What you have to do: Please transcribe the data that follows exactly, from its first line through the line that contains "Mark the white building with a point.".

Data listing:
"""

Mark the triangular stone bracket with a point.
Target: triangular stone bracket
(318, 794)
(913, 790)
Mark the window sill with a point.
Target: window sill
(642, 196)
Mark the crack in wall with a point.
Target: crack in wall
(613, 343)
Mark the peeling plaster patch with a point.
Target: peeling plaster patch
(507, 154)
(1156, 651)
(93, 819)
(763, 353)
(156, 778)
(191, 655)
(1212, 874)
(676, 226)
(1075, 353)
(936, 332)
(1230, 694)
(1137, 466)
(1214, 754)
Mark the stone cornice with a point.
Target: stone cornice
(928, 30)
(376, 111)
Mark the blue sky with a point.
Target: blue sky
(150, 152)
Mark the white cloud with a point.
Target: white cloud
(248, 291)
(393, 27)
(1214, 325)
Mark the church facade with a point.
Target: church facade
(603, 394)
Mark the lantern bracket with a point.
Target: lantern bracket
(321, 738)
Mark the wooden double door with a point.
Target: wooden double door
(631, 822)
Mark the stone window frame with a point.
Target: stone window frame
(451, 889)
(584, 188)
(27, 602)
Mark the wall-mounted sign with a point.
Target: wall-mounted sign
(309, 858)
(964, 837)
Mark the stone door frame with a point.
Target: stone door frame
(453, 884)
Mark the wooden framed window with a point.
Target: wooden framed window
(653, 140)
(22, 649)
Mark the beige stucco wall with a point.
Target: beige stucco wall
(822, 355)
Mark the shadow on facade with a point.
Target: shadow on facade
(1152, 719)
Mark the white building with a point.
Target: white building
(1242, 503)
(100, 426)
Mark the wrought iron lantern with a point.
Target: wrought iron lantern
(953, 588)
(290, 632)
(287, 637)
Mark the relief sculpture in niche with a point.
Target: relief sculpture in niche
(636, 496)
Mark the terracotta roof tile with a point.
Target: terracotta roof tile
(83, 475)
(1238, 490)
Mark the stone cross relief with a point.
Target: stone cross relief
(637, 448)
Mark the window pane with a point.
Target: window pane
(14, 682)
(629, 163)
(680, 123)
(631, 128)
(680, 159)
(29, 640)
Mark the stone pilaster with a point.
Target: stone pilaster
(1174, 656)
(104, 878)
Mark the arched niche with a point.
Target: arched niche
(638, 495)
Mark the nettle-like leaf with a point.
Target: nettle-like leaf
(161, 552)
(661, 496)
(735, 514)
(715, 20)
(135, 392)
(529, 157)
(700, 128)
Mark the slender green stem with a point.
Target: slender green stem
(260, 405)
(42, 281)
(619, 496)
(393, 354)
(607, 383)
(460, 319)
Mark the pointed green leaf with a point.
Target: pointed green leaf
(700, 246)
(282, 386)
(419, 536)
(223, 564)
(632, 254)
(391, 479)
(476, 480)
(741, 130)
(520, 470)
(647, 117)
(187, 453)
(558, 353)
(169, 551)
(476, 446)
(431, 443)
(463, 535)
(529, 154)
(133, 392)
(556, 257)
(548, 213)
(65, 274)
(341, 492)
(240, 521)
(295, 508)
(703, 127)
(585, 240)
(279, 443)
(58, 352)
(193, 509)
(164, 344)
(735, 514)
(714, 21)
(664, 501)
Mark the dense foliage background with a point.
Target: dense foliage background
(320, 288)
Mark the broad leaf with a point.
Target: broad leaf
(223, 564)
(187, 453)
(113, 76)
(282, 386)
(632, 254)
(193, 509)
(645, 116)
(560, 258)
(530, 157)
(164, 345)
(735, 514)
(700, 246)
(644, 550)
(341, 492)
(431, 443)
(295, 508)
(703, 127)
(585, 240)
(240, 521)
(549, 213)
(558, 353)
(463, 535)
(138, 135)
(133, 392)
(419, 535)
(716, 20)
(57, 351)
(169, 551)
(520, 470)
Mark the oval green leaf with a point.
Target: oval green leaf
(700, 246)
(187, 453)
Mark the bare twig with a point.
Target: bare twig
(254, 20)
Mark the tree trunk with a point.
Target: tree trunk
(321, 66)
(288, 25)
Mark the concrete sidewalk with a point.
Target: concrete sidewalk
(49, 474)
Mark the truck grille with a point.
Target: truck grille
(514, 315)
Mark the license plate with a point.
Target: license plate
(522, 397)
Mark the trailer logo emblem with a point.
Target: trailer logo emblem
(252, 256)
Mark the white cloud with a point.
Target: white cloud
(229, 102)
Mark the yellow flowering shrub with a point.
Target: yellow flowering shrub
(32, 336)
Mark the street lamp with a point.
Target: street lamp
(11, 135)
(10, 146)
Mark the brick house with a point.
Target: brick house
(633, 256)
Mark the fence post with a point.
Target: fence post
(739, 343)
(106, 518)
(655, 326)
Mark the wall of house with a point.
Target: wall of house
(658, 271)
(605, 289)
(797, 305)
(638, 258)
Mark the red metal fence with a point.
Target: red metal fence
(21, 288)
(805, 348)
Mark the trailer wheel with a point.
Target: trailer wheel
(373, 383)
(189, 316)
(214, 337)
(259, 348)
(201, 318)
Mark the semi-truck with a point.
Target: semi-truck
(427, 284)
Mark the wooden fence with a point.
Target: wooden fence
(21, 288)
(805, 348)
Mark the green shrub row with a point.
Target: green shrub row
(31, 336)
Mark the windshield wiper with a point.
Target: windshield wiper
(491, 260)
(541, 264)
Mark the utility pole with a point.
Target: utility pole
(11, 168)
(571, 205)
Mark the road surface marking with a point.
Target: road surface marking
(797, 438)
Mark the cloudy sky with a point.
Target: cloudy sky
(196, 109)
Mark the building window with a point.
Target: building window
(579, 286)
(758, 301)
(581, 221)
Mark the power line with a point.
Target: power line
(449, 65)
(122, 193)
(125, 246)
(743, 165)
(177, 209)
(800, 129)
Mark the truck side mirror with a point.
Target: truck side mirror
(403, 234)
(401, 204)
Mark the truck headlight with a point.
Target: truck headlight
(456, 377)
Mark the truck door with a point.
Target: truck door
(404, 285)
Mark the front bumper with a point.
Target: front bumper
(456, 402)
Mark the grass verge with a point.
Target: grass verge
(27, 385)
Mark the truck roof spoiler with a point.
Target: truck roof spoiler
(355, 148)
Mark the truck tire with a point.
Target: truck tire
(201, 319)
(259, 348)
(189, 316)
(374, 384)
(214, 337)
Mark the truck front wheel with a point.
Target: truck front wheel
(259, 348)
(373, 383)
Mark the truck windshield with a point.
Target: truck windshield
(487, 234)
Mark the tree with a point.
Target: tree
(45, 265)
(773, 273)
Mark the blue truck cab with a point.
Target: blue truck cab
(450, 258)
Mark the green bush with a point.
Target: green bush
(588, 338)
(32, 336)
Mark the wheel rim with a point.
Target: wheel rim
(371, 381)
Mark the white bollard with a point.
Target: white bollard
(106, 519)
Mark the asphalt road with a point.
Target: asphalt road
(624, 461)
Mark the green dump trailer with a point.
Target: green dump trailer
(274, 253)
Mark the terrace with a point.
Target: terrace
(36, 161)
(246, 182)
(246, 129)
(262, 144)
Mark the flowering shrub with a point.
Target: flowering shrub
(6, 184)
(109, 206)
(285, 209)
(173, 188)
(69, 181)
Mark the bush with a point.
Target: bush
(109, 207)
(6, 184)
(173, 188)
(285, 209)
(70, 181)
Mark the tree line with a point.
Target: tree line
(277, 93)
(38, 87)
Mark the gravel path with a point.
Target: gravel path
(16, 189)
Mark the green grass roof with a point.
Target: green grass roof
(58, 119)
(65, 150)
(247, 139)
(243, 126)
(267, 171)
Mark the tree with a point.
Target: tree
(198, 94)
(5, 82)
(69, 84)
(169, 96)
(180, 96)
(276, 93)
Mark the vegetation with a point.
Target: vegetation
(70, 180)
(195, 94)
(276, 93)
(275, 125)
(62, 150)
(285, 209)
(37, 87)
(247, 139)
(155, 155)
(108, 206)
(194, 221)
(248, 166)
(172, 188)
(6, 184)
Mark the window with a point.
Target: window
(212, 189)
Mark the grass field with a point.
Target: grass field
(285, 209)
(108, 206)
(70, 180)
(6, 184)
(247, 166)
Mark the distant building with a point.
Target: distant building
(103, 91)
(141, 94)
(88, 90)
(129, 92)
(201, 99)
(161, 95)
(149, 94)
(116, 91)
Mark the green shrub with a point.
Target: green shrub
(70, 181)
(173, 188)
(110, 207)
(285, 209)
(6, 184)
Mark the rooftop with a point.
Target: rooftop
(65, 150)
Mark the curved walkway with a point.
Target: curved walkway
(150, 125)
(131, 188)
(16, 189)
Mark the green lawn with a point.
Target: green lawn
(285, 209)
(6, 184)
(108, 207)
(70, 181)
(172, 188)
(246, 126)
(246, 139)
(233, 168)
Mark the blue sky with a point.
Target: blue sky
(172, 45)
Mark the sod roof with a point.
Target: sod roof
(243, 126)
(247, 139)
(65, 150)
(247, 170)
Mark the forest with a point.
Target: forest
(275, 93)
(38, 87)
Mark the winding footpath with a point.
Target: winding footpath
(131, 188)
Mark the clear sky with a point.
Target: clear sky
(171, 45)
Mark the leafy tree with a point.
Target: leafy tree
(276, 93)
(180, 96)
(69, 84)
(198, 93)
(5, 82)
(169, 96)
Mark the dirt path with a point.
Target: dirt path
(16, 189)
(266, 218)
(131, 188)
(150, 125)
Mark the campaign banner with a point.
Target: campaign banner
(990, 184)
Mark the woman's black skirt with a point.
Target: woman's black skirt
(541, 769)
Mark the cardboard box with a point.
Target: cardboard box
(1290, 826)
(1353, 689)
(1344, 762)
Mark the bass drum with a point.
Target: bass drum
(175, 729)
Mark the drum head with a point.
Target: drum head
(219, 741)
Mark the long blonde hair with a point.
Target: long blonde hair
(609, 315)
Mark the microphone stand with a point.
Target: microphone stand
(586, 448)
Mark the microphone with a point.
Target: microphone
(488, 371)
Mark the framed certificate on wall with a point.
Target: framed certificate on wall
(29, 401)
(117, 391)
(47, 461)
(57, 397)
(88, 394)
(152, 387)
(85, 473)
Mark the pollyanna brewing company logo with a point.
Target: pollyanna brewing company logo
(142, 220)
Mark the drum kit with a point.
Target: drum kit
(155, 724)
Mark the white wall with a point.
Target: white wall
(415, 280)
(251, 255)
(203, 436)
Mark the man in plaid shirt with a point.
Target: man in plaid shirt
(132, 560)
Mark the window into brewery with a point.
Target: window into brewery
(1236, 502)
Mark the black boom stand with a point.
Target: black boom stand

"""

Exercise answer:
Mark the triangular stone bracket with a point.
Target: triangular stone bracket
(318, 794)
(913, 790)
Mark the window sill with a point.
Target: window sill
(642, 196)
Mark the crack in wall with a point.
Target: crack in wall
(613, 343)
Mark the peeling plaster patch with a point.
Target: peeling plaster patch
(507, 154)
(1156, 651)
(93, 819)
(763, 353)
(156, 778)
(191, 655)
(1212, 874)
(676, 226)
(1075, 353)
(936, 332)
(1230, 694)
(1137, 466)
(1214, 754)
Mark the stone cornice with a point.
Target: stone cornice
(928, 30)
(376, 111)
Mark the blue sky with a point.
Target: blue sky
(150, 152)
Mark the white cloud with a point.
Target: white cloud
(248, 291)
(393, 27)
(1214, 325)
Mark the church facade with a point.
Target: church facade
(603, 394)
Mark the lantern bracket with a point.
Target: lantern bracket
(321, 738)
Mark the wooden double door with a point.
Target: wooden double door
(631, 822)
Mark the stone window frame with a point.
Target: stone window frame
(451, 889)
(584, 188)
(27, 602)
Mark the wall-mounted sign with a point.
Target: wall-mounted sign
(309, 858)
(964, 837)
Mark the stone door frame with a point.
Target: stone door frame
(453, 884)
Mark the wooden framed window with a point.
Target: wooden framed window
(653, 140)
(22, 649)
Mark the beige stucco wall with a point.
Target: beige stucco wall
(822, 355)
Mark the shadow on facade with a point.
Target: shadow on facade
(1152, 719)
Mark the white building with a point.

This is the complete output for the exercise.